* [Problems and tasks]:
**A.** Pull out the part of the passage on polymer-based current collectors that begins at the words "How the Technology" and stops after "during cell manufacture.", copying it word for word.
**B.** In the passage on polymer-based current collectors, how thick are the metal films coated onto the polymers?

* [Excerpt provided]:
══════════
Innovation Overview: Polymer‑Based Current Collectors
A decade ago, Glenn Amatucci of the Rutgers School of Engineering, together with Anna Halajko and Linda Wu Sung, introduced a novel current collector design for lithium‑ion batteries. Instead of the traditional thin foils of aluminum or copper—roughly the thickness of a human hair—the team fabricated collectors from polymers that are subsequently coated with metal films only about 1/20th the thickness of a hair. This architecture reduces mass and bulk while maintaining the electrical pathways needed to shuttle electrons from the electrodes to the external circuit.


How the Technology Works Inside a Battery
In a standard lithium‑ion cell, the cathode and anode are separated by an electrolyte through which ions travel. Electrons generated at each electrode move to the current collector, which then conveys the electrical energy to the powered device. The Rutgers polymer‑metal hybrid serves the same function but does so with a lighter, more flexible scaffold. Because the polymer layer can be engineered to be porous, electrolyte can permeate the collector more evenly, improving ion distribution and shortening the time required for electrolyte activation during cell manufacture.
══════════
* [Supplied data]:

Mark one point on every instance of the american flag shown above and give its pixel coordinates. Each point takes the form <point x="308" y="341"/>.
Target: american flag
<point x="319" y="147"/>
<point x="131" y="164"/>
══════════
* [Replies]:
**A.**
How the Technology Works Inside a Battery
In a standard lithium‑ion cell, the cathode and anode are separated by an electrolyte through which ions travel. Electrons generated at each electrode move to the current collector, which then conveys the electrical energy to the powered device. The Rutgers polymer‑metal hybrid serves the same function but does so with a lighter, more flexible scaffold. Because the polymer layer can be engineered to be porous, electrolyte can permeate the collector more evenly, improving ion distribution and shortening the time required for electrolyte activation during cell manufacture.

**B.** About 1/20th the thickness of a hair.